— start of DATA SHOWN —

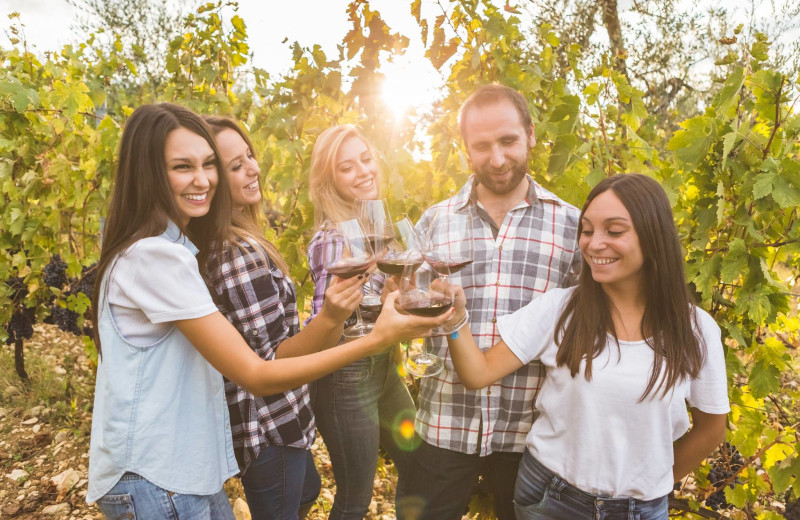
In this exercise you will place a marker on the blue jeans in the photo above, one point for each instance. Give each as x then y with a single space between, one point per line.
133 498
441 481
541 494
358 408
279 482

— end of DATA SHOWN —

• WHAT IS NEEDED:
Render the rows above as a Markdown table with the columns n and Line, giving each nonblank line its own number and leaving out any pictures.

• PROBLEM SOLUTION:
| n | Line |
|---|---|
| 1 | In this exercise you will place a marker on the blue jeans in the photo above, one point for each instance. Give each as x then y with a single space between, one point per line. |
| 2 | 133 498 |
| 3 | 441 481 |
| 4 | 541 494 |
| 5 | 358 408 |
| 6 | 279 482 |